§ Records for the exercise

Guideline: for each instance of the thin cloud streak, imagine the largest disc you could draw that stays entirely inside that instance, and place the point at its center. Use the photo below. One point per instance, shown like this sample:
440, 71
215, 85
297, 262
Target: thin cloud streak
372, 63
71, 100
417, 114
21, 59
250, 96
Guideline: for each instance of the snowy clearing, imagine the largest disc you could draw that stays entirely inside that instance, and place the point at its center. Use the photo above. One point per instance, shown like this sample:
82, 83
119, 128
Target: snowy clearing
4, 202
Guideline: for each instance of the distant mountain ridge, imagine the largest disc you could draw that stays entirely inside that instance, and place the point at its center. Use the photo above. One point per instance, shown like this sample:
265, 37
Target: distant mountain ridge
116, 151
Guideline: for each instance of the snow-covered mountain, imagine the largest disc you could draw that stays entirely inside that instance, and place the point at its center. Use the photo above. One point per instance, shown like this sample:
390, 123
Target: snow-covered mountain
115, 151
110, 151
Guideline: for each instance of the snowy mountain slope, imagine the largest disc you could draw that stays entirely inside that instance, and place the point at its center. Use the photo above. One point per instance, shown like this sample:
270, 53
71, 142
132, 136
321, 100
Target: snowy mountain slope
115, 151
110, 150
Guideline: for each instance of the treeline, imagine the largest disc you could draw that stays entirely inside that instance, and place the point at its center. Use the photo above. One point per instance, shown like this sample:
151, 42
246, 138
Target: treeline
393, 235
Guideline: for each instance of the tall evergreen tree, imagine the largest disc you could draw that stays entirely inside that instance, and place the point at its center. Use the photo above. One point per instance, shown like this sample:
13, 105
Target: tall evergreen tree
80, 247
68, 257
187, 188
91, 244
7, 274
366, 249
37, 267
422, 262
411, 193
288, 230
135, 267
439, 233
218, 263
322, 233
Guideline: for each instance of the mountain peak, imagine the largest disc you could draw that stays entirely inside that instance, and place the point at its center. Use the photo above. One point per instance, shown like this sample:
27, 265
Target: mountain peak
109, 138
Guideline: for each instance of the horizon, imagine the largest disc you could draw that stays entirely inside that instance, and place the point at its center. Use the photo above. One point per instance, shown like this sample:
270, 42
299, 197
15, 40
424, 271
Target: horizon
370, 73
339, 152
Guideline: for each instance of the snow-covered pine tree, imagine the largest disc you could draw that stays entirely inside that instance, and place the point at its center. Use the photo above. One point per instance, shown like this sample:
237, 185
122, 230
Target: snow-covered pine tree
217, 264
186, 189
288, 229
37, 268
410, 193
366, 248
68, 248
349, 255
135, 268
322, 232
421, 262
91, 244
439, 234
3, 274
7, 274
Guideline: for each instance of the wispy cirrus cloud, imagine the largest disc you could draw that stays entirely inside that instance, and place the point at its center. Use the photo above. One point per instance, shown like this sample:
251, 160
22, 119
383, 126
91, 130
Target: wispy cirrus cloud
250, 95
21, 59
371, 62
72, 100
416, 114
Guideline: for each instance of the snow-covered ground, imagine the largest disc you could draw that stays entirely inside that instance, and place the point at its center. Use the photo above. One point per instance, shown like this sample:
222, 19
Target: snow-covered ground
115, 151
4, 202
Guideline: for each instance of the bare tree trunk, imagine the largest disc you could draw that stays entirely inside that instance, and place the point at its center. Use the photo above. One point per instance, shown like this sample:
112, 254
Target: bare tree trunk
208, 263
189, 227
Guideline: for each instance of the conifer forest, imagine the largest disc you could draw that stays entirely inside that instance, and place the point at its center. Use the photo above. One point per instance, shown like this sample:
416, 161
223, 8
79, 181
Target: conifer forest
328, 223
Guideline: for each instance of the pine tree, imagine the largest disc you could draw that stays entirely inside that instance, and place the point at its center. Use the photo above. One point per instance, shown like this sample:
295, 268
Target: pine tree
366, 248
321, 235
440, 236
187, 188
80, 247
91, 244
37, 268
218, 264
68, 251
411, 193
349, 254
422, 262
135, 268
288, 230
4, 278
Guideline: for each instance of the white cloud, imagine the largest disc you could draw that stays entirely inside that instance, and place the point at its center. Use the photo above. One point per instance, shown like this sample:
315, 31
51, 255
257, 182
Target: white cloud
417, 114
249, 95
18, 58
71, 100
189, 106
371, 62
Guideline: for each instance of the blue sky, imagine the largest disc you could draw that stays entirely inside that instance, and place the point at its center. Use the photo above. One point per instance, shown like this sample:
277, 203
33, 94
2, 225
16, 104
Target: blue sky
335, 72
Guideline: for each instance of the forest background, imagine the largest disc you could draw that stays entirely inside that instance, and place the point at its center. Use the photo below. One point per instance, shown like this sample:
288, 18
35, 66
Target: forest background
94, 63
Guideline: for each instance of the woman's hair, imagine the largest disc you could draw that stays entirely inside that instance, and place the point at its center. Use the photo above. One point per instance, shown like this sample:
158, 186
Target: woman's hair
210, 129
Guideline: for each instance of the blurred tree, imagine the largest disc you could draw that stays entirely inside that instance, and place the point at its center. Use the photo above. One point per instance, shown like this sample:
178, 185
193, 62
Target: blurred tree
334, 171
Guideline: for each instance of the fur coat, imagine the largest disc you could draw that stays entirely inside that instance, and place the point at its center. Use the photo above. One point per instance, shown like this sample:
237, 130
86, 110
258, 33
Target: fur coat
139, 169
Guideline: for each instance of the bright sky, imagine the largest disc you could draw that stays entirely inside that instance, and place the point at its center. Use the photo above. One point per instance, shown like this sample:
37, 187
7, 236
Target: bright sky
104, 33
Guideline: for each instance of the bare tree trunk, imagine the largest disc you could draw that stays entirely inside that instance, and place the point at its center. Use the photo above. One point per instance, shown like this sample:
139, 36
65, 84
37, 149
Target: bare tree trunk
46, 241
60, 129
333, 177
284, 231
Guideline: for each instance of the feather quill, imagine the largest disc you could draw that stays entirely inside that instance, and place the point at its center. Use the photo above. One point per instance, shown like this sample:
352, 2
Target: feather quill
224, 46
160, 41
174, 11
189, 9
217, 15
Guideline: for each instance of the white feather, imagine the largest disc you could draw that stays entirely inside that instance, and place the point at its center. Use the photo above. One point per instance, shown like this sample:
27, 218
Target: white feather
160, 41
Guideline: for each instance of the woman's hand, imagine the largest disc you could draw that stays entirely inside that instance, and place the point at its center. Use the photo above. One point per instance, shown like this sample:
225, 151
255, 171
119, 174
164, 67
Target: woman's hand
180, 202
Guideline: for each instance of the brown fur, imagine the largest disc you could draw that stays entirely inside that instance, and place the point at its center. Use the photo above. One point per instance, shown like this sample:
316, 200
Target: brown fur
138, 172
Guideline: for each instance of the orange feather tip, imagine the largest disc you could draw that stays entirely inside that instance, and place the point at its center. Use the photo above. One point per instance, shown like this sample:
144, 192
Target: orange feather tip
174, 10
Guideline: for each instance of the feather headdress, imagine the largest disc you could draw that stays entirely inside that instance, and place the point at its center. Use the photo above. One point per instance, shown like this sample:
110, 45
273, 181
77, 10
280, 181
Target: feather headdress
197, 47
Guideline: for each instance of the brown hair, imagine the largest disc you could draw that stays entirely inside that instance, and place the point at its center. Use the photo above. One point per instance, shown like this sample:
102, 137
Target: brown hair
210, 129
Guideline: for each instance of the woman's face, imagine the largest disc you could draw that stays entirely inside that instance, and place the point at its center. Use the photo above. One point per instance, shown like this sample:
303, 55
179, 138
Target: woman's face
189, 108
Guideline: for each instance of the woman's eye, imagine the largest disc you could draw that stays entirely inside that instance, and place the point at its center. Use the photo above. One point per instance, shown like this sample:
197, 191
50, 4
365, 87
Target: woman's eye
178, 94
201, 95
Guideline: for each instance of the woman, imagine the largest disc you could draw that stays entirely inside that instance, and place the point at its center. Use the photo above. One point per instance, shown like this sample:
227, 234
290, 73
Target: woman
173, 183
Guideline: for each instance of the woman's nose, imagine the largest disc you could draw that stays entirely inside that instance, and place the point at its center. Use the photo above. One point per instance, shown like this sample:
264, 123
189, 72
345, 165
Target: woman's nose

§ Exercise details
Return the line that contains "Guideline: for each instance of the woman, imagine" along with every line after it through the end of the entries, exactly, adding nothing.

§ Exercise result
Guideline: for each instance of the woman, imagine the largest disc you could draw that stays entirely inside that instance, and place the point at its center. Use the photo above. One point per instance, shown like this sample:
227, 234
290, 73
Target: woman
173, 183
Guideline: for each instance of the woman's nose, imagine the largest disc you could draw that stays entirely inside that instance, and place the point at its center. Use the photo above. One point per instance, shown like this sample:
264, 123
189, 72
345, 165
Target: woman's nose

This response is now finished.